* SET TASK *
State how many lines of the entries contain the word "garden", matching case exactly. Give only the number.

Named-object pointing entries
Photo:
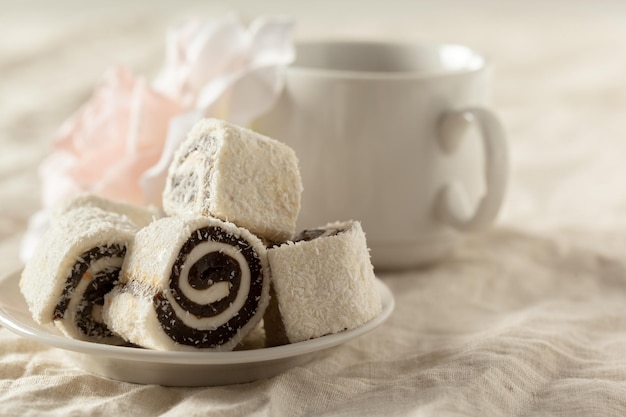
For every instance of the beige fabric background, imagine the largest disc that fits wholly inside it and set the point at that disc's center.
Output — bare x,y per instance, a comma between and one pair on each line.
525,319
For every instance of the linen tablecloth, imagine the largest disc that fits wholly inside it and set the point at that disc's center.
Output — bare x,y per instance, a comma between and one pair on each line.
526,318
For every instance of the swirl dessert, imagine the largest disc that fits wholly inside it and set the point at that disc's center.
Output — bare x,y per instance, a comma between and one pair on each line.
236,175
140,215
76,263
190,283
322,283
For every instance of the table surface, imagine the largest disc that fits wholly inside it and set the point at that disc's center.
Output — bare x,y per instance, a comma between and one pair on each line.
525,318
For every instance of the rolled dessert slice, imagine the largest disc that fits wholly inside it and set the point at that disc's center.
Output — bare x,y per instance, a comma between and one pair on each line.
190,283
75,264
237,175
322,283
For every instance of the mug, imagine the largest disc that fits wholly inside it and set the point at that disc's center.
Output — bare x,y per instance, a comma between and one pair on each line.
397,136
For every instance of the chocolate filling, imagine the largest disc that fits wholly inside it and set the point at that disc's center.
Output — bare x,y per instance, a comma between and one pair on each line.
101,283
211,268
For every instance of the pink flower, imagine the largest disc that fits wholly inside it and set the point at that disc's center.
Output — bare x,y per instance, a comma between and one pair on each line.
110,142
120,143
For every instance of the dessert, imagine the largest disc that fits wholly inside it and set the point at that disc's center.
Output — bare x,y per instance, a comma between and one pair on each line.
190,283
237,175
322,283
76,263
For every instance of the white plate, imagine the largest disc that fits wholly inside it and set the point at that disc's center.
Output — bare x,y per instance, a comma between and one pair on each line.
174,368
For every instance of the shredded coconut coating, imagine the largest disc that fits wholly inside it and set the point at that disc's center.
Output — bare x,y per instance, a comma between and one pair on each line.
147,269
139,215
236,175
70,235
322,286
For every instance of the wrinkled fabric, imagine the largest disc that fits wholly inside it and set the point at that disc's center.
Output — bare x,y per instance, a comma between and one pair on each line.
527,318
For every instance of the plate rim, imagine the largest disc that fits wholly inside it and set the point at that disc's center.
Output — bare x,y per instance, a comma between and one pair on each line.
27,331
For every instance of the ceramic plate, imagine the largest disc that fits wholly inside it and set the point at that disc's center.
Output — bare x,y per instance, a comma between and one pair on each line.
174,368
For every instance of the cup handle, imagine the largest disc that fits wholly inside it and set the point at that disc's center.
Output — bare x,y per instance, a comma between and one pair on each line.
452,203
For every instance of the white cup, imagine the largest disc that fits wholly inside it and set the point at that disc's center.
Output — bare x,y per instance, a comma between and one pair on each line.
397,136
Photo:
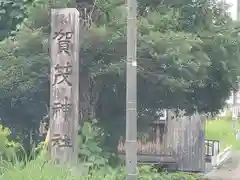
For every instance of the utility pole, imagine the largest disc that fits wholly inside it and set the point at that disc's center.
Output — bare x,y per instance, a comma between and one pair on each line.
235,112
131,92
238,10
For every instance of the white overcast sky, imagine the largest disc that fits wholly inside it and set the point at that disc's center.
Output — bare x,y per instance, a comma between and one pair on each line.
233,8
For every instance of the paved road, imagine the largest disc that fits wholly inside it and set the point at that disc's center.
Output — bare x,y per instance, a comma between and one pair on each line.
229,171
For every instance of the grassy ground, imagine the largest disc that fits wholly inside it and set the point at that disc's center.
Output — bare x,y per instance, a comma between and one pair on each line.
222,130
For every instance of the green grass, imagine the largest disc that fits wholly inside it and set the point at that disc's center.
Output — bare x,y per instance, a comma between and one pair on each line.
222,130
36,171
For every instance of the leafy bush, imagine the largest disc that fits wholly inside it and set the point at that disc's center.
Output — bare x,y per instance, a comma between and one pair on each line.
8,148
89,141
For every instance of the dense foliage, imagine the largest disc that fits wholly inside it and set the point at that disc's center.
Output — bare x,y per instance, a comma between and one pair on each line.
188,58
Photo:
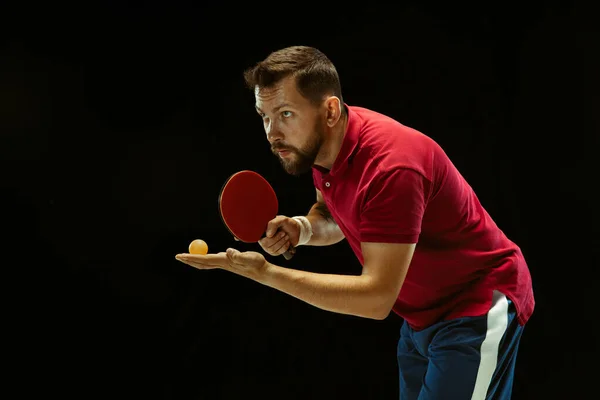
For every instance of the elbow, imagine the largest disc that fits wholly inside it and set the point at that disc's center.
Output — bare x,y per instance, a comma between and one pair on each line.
383,307
382,314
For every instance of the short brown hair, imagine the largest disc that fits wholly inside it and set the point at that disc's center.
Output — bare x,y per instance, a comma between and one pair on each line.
315,75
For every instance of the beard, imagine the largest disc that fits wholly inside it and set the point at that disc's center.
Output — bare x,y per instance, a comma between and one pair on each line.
301,160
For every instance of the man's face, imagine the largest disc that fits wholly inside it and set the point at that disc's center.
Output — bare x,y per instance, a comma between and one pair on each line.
294,126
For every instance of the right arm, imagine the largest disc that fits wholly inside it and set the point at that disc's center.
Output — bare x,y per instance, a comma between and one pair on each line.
325,230
283,232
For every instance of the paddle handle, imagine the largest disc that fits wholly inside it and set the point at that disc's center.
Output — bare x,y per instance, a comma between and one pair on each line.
290,253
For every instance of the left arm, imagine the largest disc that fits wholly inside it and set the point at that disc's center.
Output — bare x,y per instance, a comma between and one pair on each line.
370,295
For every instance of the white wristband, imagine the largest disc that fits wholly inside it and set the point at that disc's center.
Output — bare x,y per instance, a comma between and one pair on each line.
305,230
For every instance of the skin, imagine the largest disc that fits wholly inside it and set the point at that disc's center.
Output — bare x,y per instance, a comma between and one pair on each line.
313,135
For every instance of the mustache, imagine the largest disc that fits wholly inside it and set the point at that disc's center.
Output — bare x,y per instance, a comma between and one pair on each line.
279,148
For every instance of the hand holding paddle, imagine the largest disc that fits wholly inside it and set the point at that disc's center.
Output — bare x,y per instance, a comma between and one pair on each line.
281,236
248,206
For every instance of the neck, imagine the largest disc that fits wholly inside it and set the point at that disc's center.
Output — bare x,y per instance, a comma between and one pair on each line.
333,143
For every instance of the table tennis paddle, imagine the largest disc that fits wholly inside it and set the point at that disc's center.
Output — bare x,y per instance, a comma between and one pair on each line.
247,203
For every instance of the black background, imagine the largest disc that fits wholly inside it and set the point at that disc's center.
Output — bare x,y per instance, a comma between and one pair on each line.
119,122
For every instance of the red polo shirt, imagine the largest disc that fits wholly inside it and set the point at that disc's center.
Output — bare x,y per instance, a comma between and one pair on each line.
391,183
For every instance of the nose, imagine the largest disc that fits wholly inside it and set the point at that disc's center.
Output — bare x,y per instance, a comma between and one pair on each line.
273,134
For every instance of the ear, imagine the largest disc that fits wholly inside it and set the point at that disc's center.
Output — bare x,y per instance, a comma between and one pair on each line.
333,110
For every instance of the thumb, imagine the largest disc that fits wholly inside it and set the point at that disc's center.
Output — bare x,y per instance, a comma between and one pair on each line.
273,225
232,254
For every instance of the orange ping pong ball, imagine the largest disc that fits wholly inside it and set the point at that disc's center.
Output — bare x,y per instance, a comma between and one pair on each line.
198,246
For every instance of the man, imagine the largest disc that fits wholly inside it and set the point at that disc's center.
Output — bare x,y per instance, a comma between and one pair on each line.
429,251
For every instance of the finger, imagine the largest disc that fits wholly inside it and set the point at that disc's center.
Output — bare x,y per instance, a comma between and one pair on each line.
208,260
285,244
273,225
268,243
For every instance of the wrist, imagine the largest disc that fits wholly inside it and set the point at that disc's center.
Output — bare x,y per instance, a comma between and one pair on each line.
306,231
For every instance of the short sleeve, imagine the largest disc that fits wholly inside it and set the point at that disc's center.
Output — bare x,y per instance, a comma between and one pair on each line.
393,208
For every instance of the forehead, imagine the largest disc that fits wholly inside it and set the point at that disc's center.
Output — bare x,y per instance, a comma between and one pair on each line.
283,92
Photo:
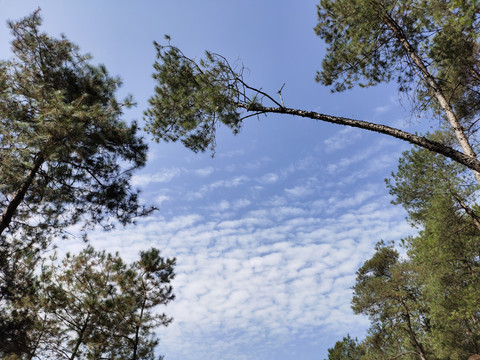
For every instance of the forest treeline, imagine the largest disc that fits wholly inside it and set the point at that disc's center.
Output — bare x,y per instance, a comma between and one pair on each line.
67,158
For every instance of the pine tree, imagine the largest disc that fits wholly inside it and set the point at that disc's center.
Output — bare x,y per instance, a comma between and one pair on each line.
66,158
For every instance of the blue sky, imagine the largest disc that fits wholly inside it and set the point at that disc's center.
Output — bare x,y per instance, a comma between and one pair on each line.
268,234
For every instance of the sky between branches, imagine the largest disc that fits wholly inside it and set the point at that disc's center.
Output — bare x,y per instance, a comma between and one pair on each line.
269,233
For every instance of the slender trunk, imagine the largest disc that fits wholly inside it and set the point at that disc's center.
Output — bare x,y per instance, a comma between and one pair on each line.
20,195
411,333
80,338
435,88
137,330
471,162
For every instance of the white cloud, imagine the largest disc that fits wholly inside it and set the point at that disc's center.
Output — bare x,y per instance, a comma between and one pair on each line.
269,178
204,172
343,138
165,175
273,273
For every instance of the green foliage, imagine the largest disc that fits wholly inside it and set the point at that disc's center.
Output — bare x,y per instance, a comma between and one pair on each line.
192,99
445,253
60,122
347,349
66,158
426,305
95,306
368,40
423,176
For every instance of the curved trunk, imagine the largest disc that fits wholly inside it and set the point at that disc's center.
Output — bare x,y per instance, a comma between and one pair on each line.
469,161
20,195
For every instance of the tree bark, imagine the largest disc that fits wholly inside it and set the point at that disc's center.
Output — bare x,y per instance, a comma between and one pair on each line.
469,161
432,84
20,195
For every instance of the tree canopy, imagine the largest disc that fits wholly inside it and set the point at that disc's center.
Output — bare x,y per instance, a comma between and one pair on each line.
375,41
67,158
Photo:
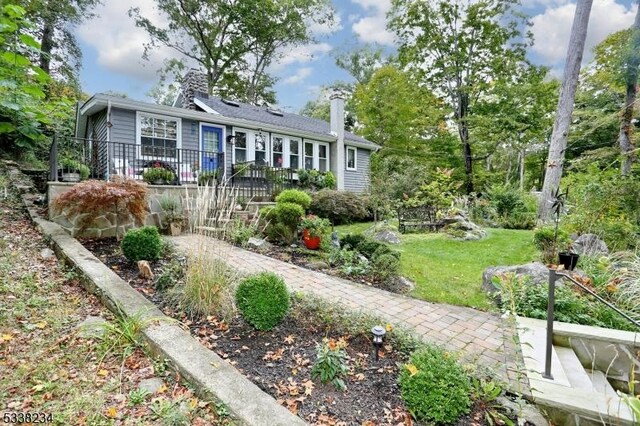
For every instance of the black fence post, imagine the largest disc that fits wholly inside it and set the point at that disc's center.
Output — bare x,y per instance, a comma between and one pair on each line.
53,160
550,316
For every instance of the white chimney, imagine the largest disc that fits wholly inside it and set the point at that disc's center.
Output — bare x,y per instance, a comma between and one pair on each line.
337,129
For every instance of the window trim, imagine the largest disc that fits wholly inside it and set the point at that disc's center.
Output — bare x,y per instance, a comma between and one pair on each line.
355,158
178,120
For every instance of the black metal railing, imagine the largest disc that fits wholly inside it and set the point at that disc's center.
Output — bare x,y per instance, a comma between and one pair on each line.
259,182
75,159
553,277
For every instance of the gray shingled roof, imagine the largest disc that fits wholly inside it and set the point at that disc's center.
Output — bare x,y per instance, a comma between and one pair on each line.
288,120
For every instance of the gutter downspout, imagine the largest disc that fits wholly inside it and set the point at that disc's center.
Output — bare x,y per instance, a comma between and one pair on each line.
109,146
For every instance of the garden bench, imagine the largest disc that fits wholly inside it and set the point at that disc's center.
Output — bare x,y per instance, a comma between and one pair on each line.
418,218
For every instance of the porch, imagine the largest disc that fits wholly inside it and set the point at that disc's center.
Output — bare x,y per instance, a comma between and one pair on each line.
75,159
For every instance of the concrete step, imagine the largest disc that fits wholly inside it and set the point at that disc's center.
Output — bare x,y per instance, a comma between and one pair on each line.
601,384
533,340
578,377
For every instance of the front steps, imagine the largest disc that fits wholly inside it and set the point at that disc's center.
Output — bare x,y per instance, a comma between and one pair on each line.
576,395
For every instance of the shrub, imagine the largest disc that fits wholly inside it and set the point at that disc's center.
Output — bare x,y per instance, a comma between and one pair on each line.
331,362
142,244
294,196
208,288
434,387
340,206
288,213
263,300
93,198
385,267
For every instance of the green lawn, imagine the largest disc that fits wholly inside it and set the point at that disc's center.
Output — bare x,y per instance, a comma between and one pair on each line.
450,271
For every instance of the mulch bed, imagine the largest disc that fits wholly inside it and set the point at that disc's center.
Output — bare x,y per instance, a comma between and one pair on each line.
280,361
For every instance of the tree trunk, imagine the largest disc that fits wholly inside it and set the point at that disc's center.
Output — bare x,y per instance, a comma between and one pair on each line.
46,43
463,131
521,155
558,146
632,62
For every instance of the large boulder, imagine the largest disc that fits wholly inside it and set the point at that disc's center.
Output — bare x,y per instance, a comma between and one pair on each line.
590,245
537,272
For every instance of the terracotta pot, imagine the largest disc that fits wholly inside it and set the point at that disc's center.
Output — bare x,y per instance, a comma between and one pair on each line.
312,243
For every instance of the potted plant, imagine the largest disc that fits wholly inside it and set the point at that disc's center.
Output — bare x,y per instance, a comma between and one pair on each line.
210,177
73,171
313,228
566,257
158,176
174,220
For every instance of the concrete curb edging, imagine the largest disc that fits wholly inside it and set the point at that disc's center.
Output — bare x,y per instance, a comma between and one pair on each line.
201,367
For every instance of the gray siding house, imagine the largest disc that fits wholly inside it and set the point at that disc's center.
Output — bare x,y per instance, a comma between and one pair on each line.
201,133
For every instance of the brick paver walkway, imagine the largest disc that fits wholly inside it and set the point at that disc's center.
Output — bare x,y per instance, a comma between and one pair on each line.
481,337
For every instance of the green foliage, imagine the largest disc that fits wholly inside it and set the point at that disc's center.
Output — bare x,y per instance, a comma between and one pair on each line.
263,300
141,244
546,241
439,192
331,363
316,226
340,206
158,174
170,275
288,213
315,180
295,196
521,297
240,232
434,387
603,203
72,166
207,289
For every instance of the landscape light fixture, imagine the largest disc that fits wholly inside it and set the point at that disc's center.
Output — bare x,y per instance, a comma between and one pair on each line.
378,333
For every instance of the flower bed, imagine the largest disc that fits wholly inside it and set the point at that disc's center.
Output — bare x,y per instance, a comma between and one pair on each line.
281,361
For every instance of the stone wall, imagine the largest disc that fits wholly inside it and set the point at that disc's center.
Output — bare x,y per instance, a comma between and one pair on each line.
106,224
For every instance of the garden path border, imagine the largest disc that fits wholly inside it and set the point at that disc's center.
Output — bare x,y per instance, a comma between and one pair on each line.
482,337
202,368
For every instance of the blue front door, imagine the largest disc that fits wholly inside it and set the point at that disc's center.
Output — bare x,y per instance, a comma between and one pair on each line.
211,142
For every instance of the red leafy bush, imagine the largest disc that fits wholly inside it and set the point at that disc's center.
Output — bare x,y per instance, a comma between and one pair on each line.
93,198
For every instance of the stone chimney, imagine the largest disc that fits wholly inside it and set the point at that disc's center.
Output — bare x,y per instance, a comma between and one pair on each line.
193,82
337,129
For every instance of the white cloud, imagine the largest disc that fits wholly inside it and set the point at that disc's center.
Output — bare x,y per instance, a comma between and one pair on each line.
551,29
301,55
373,27
299,76
119,43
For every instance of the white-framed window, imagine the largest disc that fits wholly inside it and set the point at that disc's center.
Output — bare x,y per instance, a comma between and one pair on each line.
352,158
240,147
309,155
158,136
323,157
294,153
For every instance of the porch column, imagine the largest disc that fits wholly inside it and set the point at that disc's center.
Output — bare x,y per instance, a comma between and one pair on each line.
337,129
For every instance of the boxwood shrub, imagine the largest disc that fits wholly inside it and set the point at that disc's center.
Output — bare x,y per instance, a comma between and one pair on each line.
434,387
263,300
142,244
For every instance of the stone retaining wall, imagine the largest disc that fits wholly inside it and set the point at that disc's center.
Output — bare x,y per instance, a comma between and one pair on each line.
107,225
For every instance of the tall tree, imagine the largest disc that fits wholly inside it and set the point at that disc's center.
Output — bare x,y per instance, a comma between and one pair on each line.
233,41
558,144
631,64
53,26
459,49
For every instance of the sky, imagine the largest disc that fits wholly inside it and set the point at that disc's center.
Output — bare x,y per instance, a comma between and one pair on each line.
112,46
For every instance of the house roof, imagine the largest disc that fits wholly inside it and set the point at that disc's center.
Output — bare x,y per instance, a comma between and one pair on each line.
245,115
283,119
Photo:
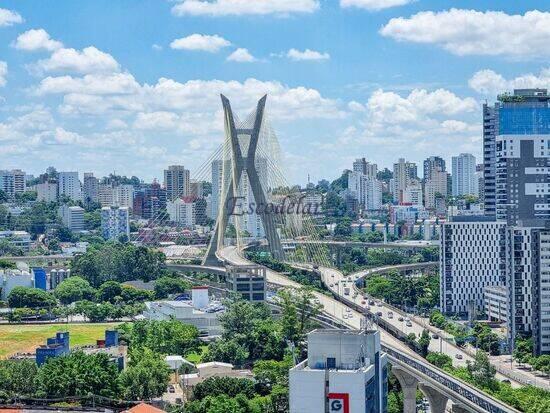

* EXERCISE SOLUTION *
2